#### [Records to process]

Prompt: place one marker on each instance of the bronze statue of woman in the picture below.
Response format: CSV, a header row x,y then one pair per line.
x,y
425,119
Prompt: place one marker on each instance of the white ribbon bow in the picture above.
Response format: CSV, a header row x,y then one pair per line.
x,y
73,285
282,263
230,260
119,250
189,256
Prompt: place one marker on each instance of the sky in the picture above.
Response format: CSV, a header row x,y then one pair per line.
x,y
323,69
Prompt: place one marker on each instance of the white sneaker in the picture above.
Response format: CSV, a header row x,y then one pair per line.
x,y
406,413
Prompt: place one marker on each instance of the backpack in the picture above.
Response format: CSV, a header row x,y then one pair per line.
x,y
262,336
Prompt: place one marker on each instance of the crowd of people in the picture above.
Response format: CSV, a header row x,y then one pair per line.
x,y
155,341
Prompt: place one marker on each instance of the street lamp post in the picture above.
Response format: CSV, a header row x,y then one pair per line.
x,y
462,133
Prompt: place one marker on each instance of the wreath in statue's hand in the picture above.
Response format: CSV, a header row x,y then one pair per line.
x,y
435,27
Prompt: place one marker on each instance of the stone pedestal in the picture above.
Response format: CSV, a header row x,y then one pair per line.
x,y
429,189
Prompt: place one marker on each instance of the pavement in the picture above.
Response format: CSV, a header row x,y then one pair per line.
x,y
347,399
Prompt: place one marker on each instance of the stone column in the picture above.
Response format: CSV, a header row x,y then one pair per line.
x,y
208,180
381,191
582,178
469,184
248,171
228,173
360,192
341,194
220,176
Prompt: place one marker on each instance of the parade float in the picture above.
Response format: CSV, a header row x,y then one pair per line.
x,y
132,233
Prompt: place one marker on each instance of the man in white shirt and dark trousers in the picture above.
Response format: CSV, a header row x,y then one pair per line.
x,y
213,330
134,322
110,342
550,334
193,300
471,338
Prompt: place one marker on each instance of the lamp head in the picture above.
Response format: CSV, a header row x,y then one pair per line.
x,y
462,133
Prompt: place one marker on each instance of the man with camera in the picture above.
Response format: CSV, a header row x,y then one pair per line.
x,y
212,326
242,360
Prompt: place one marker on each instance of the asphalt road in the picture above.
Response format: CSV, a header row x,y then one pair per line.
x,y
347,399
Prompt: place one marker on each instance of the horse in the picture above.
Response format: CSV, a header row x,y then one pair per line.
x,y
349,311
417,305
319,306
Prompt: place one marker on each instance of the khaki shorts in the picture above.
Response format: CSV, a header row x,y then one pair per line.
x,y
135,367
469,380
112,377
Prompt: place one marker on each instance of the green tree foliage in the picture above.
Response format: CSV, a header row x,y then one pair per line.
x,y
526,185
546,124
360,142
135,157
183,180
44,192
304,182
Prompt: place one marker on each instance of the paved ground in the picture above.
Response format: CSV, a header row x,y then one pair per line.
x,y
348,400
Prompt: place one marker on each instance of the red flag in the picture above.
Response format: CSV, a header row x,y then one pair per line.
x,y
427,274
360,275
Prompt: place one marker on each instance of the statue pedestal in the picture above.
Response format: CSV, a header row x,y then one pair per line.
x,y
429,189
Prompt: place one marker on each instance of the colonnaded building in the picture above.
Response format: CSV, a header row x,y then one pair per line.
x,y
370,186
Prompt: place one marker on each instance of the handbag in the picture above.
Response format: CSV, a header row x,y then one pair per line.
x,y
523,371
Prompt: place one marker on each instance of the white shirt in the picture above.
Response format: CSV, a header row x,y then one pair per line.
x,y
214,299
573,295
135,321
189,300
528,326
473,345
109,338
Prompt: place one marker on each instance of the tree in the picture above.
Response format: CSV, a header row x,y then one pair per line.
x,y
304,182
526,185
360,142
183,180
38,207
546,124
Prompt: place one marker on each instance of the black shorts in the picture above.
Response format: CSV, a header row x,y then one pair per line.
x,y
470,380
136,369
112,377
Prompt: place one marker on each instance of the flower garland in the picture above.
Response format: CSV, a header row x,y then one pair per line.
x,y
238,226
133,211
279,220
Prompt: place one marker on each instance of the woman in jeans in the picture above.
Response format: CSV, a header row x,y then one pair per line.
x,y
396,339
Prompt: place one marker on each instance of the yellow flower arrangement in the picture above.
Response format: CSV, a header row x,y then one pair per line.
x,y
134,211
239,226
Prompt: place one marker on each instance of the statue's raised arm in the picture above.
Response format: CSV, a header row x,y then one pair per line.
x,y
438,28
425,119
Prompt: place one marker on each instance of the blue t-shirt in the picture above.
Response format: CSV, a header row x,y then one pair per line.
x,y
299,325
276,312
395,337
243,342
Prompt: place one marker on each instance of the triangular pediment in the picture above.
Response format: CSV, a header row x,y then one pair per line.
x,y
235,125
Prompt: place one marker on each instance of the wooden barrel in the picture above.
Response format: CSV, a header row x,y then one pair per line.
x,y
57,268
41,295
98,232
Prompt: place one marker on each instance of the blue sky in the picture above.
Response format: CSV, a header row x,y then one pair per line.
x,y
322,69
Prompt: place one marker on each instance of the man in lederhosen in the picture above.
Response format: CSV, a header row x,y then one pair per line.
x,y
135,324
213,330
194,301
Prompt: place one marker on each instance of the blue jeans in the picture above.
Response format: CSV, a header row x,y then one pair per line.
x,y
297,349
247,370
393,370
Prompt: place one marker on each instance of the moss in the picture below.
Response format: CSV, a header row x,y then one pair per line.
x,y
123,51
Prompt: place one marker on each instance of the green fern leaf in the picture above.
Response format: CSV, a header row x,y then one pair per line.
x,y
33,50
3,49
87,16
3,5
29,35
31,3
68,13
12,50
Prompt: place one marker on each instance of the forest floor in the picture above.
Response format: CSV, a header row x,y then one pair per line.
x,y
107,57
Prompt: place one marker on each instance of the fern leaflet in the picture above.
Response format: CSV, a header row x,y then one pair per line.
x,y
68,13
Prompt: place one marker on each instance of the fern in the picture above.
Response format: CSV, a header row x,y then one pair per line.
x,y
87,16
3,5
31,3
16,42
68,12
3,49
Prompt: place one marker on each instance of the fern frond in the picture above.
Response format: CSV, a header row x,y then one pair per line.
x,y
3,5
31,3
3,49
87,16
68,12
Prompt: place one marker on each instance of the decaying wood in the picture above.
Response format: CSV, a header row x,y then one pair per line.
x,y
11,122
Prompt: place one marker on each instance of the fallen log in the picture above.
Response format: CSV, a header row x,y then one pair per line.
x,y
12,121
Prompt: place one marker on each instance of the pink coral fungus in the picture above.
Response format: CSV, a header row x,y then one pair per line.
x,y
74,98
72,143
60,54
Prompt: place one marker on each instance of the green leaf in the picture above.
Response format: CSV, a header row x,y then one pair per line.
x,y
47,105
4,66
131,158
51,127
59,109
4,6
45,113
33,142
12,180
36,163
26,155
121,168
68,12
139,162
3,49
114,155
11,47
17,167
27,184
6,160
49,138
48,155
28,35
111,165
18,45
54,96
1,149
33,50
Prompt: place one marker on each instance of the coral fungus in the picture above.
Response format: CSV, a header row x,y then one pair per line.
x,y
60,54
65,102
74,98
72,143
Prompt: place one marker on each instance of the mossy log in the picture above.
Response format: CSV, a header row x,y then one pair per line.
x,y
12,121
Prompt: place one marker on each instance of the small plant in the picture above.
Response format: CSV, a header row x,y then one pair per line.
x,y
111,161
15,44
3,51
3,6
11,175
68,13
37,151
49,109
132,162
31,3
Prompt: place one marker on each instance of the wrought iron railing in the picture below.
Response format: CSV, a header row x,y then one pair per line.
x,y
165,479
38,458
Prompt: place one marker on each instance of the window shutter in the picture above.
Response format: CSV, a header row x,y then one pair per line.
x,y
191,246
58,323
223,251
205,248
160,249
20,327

#### [What is needed]
From the records above, please extract every line and repeat it exactly.

#### [Result of this exercise]
Prompt: place one marker on each instance of the bronze statue of woman in the picture below.
Response format: CSV, a header row x,y then one pair per line.
x,y
425,119
Prompt: place one marker on each instance of the white ribbon bow in the picture above.
Response format: CSV, a header row x,y then one pair per line.
x,y
73,285
282,263
230,260
119,250
189,256
Prompt: place one marker on each instance of the sky in the picture above.
Response format: CSV, a header row x,y then one pair per line.
x,y
323,69
Prompt: place one marker on each instance of the white sneaker in the picture above.
Response format: CSV, a header row x,y then one pair per line.
x,y
406,413
Prompt: place one marker on each instance of the backpack in the picture above.
Response format: CSV, a header row x,y then one pair per line.
x,y
262,336
Prompt: place one marker on each instance of the crowd of people in the picture above.
Response format: CSV, a header row x,y then one pair per line.
x,y
155,341
Prompt: place one marker on each instance of the street lamp post in the picture above.
Response format: CSV, a header row x,y then one pair per line.
x,y
462,133
Prompt: place one marker on each instance of the wreath in statue's hand in the picture above.
Response format: CSV, a header row x,y then one pair per line.
x,y
435,27
Prompt: place one marker on each instance of the stone pedestal in the picture above.
Response format: CSV, a header row x,y then one pair per line.
x,y
429,189
Prompt: place one marker on each instance of the pavement in the picture above.
Response format: CSV, a header row x,y then one pair per line.
x,y
347,399
Prompt: place one marker on each instance of the stone column in the picture above.
Response format: CSV, a header row x,y then one pair per line.
x,y
208,180
381,191
582,178
469,184
248,171
228,173
360,192
341,194
220,176
Prompt: place one marker on each instance of the parade float in the picture above.
Response format: CSV, a header row x,y then one pair per line.
x,y
132,233
Prompt: place one marker on each instance of the man in white shirt and dark trousers in the picture above.
Response format: CSV, a header row x,y then one pair per line.
x,y
213,330
134,322
110,342
550,334
193,300
471,338
Prompt: place one marker on each instance of the lamp head in the picture above.
Response format: CSV, a header row x,y then one pair per line.
x,y
462,133
Prompt: place one marker on each instance of the man with camera in the picture above.
Response format: CSV, a header row x,y then one pair per line.
x,y
212,326
242,360
Prompt: place one marker on each instance of the asphalt road in the picture above.
Response format: CSV, a header row x,y then one pair per line.
x,y
347,399
Prompt: place one marker on each instance of the horse in the picture above.
Response format: CSV, a header row x,y then one pair per line.
x,y
349,311
417,305
319,306
Prompt: place one marker on each instance of the khaki shorts in the picture above.
Response format: CSV, a header row x,y then one pair per line.
x,y
135,367
469,380
112,377
Prompt: place one marker on each instance of the green tree foliage in the picture above.
Response format: CSV, a header row x,y then one pair per line.
x,y
526,185
546,124
360,142
135,157
183,180
44,192
304,182
Prompt: place one marker on each instance of the paved ground in the picture above.
Response format: CSV, a header row x,y then one pair per line.
x,y
348,400
Prompt: place one marker on each instance of the red flag in the picture above.
Response format: CSV, a header row x,y then one pair per line.
x,y
427,274
360,275
Prompt: place one marker on each instance of the statue pedestal in the picture above.
Response format: CSV, a header row x,y then one pair per line.
x,y
429,189
Prompt: place one marker on each instance of the colonnaded building in the picture above.
Response format: CSV, a header row x,y then one pair per line.
x,y
370,186
Prompt: place one marker on each instance of the handbag in the picture above.
Response format: CSV, a header row x,y then one pair per line.
x,y
523,371
Prompt: place one marker on each instance of the white shirt in the picture above.
Response format: CSV, a header row x,y then one pair per line.
x,y
214,299
573,295
135,321
189,300
528,326
473,345
109,338
Prompt: place one marker on each instance of the tree in the picture above.
Response format: CSV, a header row x,y then one pair per line.
x,y
304,182
526,185
360,142
183,180
38,207
546,124
Prompt: place one marker on each instance of the black shorts in the picture above.
Response format: CSV, a header row x,y then one pair per line.
x,y
470,380
136,369
112,377
Prompt: place one marker on each instance of the flower garland in the picture above.
Response format: CSV, a header row x,y then one pair per line.
x,y
238,226
133,211
279,220
Prompt: place one marker on each instance of the woman in jeans in the picture above.
Response format: CSV, a header row x,y then one pair per line.
x,y
396,339
Prompt: place one marker on each instance of the yellow flower arrangement in the picture above.
Response format: CSV, a header row x,y then one pair per line.
x,y
134,211
239,226
Prompt: place one marker on each instance of the statue's raised arm in the picture above.
Response format: CSV, a header row x,y then one pair per line.
x,y
438,28
425,119
Prompt: place one marker on each instance of the blue t-shirt in the picture above.
Response format: CSV, a header row x,y then one pair per line.
x,y
299,325
276,312
395,337
243,342
Prompt: place one marker on each instance of the triangular pediment in the picture above.
Response format: CSV, a header row x,y then one pair per line.
x,y
235,125
Prompt: place one marker on each instance of the wooden barrel in the picture above.
Response format: CSV, a header row x,y then one pair per line.
x,y
57,268
41,295
98,232
Prompt: place one marker on each instance of the blue sky in the picture above.
Response format: CSV, a header row x,y then one pair per line.
x,y
322,69
Prompt: place one marker on each instance of the man in lederhosen in the picture above.
Response format: CSV, a header row x,y then one pair per line.
x,y
135,324
213,330
194,301
Prompt: place one marker on each instance of the blue jeans in the picture above.
Response format: CSV, a header row x,y then one pair per line.
x,y
297,349
247,370
393,370
Prompt: place one marker on each instance of the moss in the picture below.
Response format: CSV, a header row x,y then one pair per line.
x,y
123,51
Prompt: place one marker on each instance of the green fern leaf in the picture above.
Response format: CSV, a header row x,y then one pair per line.
x,y
33,50
3,49
87,16
3,5
29,35
31,3
68,13
12,50
Prompt: place one marker on each instance of the forest floor in the picture above.
Response format: CSV, a header row x,y then one pair per line.
x,y
107,57
Prompt: place one marker on each instance of the fern leaflet in the picture above.
Response format: CSV, a header row x,y then one pair per line.
x,y
68,13
Prompt: place one marker on each instance of the fern in the picture above.
Response format: CSV, a header row x,y then one pair per line.
x,y
87,16
3,5
31,3
16,42
68,12
3,49
Prompt: place one marker on each instance of the fern frond in the picture above.
Response format: CSV, a header row x,y then one pair per line.
x,y
3,5
31,3
3,49
87,16
68,12
Prompt: place one marker on each instance of the decaying wood in the picture above.
Response format: CSV, a header row x,y then one pair per line.
x,y
11,122
Prompt: place one marker on each instance of the fallen log in the picture above.
Response format: CSV, a header row x,y then one pair per line.
x,y
12,121
Prompt: place one marker on each instance of the pink coral fungus in the picture above.
Response format: CSV, a header row x,y then one pair per line.
x,y
74,98
72,143
60,54
Prompt: place one marker on each instance of the green leaf in the picture above.
Response format: CSV, a header row x,y then one pair per line.
x,y
47,105
4,66
131,158
51,127
59,109
4,6
45,113
33,142
12,180
36,163
26,155
121,168
68,12
139,162
3,49
114,155
11,47
17,167
27,184
6,160
49,138
48,155
28,35
111,165
18,45
54,96
1,149
33,50
Prompt: place one marker on each instance of the coral fungus in the picture above.
Response format: CSV, a header row x,y then one pair per line.
x,y
60,54
65,102
74,98
72,143
Prompt: place one marker on each instance of the mossy log in the picture above.
Response format: CSV, a header row x,y then one pair per line.
x,y
12,121
Prompt: place one marker on each instance of the small plant in the picture above.
Response format: CSV, a header row x,y then one pair per line.
x,y
111,161
15,44
3,51
3,6
11,175
68,13
37,151
49,109
132,162
31,3
Prompt: place one marker on each instance of the wrought iron railing in the picture below.
Response format: CSV, a header row x,y then one pair per line.
x,y
165,479
38,458
Prompt: place one marker on each instance of the window shutter in the picture above.
Response format: CSV, a header row x,y then one pair per line.
x,y
191,246
58,323
223,251
205,248
160,249
20,327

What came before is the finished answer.